### Goal of the exercise
Repeat word for word the part of the remembrance of Jeremy Simon that runs from "Rhodes added that" to "what he wanted.".
Selected text: Begin
Jeremy Simon ’19, a former Kenyon student, passed away in an accident on July 4, 2017.
His friends and faculty remembered Simon as a creative thinker, an avid writer and a genuine friend, even after he left Kenyon in the fall of 2016. Royal Rhodes, Donald L. Rogan professor of religious studies, was Simon’s advisor. He said their conversations centered primarily on Simon’s interests outside of class. Simon enjoyed literature, poetry and film and participated in the making of a few films — both acting and behind-the-camera work.
Rhodes described Simon’s interest in the controversial (and now defunct) Walter E. Fernald State School in Waltham, Mass. When the school still operated, it functioned less as a school and more as an asylum or hospital. Experiments involving the U.S. government and cereal manufacturers were performed upon the individuals there, all of whom had physical or intellectual disabilities. Rhodes said Simon had gone to the campus, where most of the buildings are now derelict, and collected “things for [a] kind of collage that would get at an issue about corporate memory.”
“He saw this as a way of retrieving things that would be forgotten or discarded,” Rhodes said. “And I think that spoke — for me — to his character, that he was interested in people and people’s lives and what is often overlooked in society because people are marginalized.”
Rhodes added that Simon had been accepted to the Gallatin School of Individualized Study at New York University, where he would have attended this fall. He was hoping to pursue the more multidisciplinary work he became interested in during his gap year that began in the fall of 2016. Peter Ferraro ’19, a friend of Simon’s, said Simon left Kenyon because he felt he wasn’t accomplishing what he wanted.
“He always had something in store,” Ferraro said. “He was always working on an interesting project.”
Simon was also devoted to writing. In the spring of 2016, Caroline Sarkozi ’18 took Introduction to Fiction Writing with Simon. She described his work as being good and satirical. Ferraro added Simon was a talented writer who loved creative writing classes but disliked the rigidity of some of them.
Ferraro got to know Simon when the pair drove together from Kenyon to Massachusetts (where they are both from) at the end of their freshman year. Ferraro learned a great deal about Simon during that 12-hour drive, such as the fact that Simon had an interesting taste in music and was “a really genuine person,” one who could say what he thought but was never rude about it.
“The best advice he gave me was you shouldn’t be afraid of who you want to be,” Ferraro said. “You should just follow what you want to do.”
Selected text: End
Supplied entries: Begin
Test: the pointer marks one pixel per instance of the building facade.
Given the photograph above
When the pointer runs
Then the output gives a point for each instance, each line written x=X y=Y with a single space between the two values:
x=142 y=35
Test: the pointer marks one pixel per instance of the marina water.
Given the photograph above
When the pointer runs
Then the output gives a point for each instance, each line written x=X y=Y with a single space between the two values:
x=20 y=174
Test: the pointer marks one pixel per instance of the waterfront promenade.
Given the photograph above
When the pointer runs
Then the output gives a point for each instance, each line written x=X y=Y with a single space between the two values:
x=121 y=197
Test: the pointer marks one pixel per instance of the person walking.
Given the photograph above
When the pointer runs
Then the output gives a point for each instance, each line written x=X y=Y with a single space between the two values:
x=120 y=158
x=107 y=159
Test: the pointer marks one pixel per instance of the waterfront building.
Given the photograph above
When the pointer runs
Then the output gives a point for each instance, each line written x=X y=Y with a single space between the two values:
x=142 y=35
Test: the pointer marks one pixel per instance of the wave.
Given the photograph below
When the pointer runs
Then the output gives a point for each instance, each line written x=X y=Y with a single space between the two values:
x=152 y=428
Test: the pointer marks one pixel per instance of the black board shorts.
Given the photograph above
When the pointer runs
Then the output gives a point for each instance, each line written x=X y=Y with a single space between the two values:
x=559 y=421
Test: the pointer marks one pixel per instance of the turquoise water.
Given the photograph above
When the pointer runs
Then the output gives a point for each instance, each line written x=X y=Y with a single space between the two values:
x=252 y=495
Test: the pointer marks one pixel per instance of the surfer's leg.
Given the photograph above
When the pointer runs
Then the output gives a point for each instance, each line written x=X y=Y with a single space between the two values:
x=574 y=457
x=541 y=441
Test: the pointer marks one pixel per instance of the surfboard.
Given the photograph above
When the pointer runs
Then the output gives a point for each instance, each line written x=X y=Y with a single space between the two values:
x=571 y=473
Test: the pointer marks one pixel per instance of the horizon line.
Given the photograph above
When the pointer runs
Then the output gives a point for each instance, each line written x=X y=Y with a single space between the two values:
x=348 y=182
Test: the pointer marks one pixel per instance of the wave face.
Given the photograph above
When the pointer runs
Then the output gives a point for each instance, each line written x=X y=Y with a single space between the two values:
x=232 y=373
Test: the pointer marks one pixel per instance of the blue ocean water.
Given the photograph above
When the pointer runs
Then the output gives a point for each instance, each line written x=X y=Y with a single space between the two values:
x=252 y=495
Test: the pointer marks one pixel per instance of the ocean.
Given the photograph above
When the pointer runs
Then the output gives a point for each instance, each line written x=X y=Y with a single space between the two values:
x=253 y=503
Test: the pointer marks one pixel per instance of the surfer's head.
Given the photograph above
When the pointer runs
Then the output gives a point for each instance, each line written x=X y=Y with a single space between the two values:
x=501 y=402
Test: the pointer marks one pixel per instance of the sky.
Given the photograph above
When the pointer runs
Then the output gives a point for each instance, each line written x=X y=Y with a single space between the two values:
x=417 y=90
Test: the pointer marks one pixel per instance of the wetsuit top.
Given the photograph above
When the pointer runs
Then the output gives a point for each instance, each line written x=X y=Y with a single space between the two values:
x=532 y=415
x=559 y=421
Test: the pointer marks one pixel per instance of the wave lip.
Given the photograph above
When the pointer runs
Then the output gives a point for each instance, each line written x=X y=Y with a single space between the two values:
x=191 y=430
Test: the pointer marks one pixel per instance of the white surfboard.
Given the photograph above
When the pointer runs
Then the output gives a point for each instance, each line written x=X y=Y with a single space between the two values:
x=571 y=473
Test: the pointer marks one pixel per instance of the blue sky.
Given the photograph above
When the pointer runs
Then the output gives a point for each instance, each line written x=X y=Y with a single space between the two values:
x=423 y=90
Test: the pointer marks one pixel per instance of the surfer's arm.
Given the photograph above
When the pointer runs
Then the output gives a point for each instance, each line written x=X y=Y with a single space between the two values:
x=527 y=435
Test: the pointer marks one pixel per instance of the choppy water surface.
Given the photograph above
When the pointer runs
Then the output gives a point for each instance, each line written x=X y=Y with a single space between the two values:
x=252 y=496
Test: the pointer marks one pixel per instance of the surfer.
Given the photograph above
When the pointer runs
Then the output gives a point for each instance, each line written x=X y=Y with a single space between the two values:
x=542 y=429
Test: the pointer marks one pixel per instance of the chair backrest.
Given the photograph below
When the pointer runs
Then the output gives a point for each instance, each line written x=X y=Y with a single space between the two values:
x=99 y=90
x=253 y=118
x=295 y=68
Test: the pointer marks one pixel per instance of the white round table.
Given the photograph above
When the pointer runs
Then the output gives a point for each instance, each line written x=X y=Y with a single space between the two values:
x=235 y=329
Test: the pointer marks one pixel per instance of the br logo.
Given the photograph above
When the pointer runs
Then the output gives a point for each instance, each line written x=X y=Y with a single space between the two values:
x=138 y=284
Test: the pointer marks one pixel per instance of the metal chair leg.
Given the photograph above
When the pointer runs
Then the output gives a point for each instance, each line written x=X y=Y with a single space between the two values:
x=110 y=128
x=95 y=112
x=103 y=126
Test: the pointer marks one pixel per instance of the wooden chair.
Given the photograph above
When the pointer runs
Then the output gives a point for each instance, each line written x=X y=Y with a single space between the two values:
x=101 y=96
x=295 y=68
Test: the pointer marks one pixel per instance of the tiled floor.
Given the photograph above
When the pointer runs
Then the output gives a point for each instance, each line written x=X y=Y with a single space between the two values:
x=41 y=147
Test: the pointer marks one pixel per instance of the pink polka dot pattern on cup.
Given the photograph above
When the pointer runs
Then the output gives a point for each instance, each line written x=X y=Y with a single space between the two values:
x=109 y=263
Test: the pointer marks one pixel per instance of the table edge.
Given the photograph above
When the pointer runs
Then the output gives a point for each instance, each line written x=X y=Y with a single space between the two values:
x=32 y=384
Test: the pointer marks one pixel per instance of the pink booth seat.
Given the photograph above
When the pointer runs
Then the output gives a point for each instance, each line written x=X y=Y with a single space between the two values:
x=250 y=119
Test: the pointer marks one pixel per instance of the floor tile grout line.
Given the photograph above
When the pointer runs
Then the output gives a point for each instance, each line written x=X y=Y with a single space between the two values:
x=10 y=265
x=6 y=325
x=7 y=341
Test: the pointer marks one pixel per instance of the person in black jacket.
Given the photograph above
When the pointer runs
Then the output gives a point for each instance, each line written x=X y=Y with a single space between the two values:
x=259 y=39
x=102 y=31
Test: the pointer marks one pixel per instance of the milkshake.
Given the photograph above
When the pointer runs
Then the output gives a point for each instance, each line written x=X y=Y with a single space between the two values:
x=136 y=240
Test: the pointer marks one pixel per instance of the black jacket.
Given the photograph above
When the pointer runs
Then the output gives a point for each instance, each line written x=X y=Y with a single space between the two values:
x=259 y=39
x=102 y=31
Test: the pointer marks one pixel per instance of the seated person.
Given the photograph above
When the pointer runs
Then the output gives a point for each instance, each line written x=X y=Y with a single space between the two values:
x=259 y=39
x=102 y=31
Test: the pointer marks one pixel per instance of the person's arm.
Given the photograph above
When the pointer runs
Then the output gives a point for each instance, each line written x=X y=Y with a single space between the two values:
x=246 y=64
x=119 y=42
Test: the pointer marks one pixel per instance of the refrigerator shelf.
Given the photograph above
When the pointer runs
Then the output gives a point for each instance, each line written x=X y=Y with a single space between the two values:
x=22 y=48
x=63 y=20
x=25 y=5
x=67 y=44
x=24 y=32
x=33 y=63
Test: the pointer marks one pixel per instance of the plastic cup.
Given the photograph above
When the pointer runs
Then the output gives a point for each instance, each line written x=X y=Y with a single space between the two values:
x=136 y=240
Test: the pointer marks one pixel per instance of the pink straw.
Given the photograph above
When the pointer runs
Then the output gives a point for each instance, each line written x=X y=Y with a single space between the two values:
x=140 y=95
Supplied entries: End
### Exercise solution
Rhodes added that Simon had been accepted to the Gallatin School of Individualized Study at New York University, where he would have attended this fall. He was hoping to pursue the more multidisciplinary work he became interested in during his gap year that began in the fall of 2016. Peter Ferraro ’19, a friend of Simon’s, said Simon left Kenyon because he felt he wasn’t accomplishing what he wanted.